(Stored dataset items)
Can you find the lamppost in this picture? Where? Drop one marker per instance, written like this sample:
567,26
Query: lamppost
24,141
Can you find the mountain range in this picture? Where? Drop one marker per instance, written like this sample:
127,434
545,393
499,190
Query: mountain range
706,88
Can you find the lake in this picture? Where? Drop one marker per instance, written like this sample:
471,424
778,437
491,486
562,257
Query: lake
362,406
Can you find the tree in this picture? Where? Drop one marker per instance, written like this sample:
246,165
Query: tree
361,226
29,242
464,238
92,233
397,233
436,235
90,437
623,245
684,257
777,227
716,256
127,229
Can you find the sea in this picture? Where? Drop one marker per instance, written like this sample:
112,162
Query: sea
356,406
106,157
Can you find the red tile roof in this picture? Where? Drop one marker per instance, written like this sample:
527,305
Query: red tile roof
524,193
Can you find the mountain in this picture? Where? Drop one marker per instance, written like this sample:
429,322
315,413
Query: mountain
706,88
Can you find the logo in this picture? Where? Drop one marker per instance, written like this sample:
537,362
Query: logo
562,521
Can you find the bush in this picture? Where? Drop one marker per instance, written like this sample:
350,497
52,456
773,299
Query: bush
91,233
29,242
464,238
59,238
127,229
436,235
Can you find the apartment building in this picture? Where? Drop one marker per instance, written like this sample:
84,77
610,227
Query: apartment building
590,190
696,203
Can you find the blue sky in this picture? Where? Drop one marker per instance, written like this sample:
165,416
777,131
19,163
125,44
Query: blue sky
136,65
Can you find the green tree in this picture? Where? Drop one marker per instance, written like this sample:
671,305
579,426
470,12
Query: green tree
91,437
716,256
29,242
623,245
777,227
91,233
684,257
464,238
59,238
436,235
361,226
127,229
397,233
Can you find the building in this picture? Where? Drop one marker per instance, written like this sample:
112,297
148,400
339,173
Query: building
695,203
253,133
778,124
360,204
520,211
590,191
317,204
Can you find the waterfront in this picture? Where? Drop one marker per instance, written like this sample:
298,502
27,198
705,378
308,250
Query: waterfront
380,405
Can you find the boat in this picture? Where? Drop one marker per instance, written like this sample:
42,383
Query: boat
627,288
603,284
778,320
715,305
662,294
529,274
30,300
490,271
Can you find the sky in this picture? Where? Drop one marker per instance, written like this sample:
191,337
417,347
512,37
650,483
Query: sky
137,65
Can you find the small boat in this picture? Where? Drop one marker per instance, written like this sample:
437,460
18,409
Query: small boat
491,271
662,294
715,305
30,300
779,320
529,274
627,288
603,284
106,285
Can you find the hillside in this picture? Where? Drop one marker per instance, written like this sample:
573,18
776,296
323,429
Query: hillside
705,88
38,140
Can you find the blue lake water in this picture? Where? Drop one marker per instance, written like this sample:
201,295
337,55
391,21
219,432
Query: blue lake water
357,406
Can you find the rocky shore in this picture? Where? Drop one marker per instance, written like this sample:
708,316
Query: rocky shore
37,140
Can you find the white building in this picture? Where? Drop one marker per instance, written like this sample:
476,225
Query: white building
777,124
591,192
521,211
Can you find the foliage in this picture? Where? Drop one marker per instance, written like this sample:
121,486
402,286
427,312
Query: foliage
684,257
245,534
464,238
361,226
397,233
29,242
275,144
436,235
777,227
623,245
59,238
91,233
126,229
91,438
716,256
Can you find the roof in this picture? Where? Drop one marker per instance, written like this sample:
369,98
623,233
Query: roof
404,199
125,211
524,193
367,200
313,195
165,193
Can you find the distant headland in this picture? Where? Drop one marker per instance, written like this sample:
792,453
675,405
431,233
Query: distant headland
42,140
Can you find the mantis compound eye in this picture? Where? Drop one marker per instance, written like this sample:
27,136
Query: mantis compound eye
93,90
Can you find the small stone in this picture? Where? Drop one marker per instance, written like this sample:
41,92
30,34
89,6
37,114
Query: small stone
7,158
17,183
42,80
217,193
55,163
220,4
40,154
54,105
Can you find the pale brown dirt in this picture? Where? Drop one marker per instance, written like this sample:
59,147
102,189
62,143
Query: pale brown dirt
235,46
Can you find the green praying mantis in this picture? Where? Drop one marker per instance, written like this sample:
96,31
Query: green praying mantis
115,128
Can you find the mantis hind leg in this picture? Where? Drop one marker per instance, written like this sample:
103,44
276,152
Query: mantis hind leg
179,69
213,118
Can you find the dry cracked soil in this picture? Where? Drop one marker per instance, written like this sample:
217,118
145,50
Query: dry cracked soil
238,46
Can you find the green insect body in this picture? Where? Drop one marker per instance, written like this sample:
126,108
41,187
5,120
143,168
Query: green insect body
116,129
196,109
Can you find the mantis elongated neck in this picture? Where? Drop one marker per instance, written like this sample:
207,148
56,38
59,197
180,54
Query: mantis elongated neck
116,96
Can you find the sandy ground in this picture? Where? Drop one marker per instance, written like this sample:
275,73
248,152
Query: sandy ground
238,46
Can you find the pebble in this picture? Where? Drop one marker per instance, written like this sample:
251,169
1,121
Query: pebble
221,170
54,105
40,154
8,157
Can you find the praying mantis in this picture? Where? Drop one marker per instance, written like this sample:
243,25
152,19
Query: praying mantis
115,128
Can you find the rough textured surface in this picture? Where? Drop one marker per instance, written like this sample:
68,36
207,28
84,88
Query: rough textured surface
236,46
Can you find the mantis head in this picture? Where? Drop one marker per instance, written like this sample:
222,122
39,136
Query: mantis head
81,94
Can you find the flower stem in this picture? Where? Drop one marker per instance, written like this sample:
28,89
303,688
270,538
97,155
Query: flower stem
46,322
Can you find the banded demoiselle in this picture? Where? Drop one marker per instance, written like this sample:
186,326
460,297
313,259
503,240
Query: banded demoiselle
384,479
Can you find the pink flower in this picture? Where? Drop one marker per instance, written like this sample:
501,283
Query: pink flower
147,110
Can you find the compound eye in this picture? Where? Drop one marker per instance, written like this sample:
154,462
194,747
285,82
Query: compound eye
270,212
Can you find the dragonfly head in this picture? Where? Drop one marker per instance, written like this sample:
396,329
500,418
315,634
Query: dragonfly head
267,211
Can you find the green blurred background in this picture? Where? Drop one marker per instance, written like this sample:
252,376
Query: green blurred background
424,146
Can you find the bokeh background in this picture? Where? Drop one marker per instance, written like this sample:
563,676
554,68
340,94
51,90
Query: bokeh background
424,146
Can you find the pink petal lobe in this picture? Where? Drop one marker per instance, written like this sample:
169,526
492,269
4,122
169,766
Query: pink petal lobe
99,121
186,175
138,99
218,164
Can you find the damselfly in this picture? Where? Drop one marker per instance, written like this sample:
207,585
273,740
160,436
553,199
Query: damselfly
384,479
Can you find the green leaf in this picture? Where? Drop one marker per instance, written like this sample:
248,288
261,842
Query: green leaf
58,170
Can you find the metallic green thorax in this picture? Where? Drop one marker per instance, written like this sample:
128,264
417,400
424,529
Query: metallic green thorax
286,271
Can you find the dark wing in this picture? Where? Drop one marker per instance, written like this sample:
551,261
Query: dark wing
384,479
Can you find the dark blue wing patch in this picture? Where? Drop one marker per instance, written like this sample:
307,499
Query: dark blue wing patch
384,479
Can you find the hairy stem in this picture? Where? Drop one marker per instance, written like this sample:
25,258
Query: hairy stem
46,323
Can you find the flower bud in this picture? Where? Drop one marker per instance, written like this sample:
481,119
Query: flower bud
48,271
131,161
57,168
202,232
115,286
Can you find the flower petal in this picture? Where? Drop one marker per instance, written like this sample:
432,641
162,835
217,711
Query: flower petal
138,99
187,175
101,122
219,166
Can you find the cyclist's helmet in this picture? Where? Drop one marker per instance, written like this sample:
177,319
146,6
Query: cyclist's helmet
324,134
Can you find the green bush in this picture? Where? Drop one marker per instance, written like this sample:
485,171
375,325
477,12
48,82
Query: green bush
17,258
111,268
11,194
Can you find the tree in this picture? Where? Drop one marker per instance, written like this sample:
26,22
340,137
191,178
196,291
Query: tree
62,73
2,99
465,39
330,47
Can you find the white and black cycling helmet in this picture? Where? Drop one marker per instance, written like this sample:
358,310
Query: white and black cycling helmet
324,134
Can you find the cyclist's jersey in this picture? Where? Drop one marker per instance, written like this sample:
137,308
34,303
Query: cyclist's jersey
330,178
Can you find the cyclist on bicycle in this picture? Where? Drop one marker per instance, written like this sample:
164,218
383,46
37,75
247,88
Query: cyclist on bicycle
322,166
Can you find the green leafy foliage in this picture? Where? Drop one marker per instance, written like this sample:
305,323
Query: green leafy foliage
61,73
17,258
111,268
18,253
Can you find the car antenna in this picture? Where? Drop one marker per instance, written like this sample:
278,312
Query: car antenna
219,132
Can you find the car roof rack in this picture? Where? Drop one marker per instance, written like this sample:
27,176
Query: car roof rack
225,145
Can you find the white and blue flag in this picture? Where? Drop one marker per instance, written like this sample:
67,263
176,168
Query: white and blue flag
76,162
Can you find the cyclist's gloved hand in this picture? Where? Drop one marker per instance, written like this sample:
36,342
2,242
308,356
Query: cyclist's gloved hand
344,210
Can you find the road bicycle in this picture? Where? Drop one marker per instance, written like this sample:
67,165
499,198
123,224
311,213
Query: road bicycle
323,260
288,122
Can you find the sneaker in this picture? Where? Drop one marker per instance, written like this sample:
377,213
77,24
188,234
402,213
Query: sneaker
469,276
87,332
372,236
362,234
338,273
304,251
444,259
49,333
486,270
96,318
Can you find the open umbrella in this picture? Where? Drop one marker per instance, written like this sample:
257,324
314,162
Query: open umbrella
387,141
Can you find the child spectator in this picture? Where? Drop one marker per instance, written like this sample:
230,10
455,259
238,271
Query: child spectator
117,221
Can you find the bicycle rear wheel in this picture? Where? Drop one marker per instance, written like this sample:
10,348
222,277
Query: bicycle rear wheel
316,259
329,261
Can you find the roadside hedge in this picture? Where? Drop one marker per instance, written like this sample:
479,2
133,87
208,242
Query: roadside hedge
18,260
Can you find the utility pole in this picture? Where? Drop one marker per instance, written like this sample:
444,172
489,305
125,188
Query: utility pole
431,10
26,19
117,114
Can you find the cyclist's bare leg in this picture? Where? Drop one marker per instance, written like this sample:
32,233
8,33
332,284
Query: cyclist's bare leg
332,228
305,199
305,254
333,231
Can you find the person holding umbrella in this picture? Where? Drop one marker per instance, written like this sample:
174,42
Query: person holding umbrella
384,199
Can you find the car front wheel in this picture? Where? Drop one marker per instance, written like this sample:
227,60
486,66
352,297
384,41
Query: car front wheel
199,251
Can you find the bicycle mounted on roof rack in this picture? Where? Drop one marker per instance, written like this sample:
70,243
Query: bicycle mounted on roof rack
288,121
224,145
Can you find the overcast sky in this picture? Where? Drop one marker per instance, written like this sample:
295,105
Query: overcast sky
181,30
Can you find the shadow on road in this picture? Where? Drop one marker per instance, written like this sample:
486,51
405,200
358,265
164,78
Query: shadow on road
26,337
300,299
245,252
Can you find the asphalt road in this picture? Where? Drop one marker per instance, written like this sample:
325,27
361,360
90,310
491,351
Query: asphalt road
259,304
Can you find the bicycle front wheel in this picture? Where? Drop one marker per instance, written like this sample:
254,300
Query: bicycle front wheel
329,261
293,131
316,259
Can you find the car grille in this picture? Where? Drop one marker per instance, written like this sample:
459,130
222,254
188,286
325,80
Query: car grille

Required action:
Copy out each line of the records where the word "grille" appears.

Finished exercise:
Can you find the car grille in this picture? Where? Drop one marker per instance, written like this sample:
Query: car grille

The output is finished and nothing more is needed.